Textaufgabe - Welche Zeilen der Datensätze enthalten die Zeichenfolge „orange“, wobei Groß- und Kleinschreibung zählt? Such sie heraus und gib jede vollständig wieder.

Datensätze aus einem Set zur Punktmarkierung:
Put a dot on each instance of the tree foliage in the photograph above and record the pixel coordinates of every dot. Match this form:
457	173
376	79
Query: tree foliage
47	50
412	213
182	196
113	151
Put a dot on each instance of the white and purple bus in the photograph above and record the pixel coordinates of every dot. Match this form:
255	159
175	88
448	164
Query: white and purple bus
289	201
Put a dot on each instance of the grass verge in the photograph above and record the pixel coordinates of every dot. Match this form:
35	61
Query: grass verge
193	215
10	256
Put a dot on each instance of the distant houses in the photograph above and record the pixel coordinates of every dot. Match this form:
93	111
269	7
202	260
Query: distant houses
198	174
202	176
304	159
...
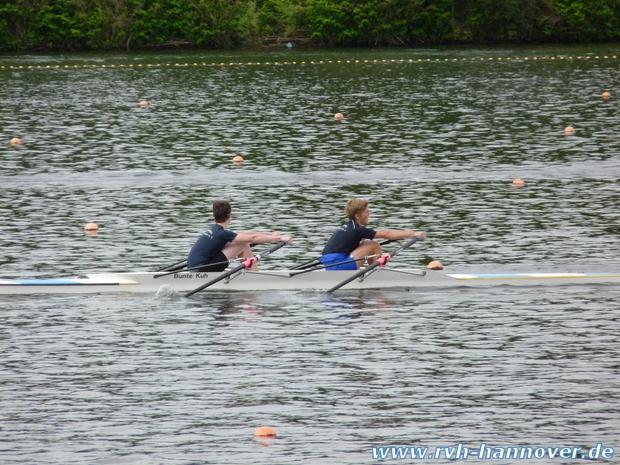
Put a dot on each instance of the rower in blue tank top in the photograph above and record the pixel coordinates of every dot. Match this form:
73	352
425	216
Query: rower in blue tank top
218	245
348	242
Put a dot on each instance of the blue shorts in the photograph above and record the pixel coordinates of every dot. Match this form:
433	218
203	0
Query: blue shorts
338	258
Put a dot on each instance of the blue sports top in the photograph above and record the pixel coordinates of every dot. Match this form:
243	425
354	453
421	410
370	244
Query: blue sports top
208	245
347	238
---
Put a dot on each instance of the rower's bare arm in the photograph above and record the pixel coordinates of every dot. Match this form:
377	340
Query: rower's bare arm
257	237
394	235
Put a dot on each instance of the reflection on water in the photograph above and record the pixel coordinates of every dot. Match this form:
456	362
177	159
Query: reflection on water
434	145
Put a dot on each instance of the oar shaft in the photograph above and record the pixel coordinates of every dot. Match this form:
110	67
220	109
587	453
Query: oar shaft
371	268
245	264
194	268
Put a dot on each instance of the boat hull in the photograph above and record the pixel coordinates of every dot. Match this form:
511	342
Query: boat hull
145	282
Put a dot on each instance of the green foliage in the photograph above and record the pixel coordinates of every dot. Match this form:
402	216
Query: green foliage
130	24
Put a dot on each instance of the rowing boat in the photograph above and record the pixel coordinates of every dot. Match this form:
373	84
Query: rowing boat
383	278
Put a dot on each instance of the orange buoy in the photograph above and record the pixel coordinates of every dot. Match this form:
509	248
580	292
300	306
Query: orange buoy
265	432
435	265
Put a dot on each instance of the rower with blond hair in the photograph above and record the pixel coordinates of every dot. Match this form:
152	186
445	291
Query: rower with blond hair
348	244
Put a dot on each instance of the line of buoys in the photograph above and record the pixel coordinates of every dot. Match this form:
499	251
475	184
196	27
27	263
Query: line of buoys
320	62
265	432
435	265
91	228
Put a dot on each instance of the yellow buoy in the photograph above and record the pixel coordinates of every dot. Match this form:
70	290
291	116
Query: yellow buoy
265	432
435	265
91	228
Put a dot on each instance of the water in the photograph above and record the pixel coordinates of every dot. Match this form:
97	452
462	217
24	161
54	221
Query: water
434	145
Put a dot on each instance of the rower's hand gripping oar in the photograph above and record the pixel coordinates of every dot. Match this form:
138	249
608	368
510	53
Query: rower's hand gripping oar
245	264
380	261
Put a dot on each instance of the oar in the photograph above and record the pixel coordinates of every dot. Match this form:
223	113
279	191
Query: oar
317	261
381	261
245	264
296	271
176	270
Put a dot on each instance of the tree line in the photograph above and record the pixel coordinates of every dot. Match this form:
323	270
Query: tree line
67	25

Ausformulierte Lösung -
Put a dot on each instance of the orange buoy in the photograph above and record the pixel coordinates of every dot. Match this form:
Query: orange buoy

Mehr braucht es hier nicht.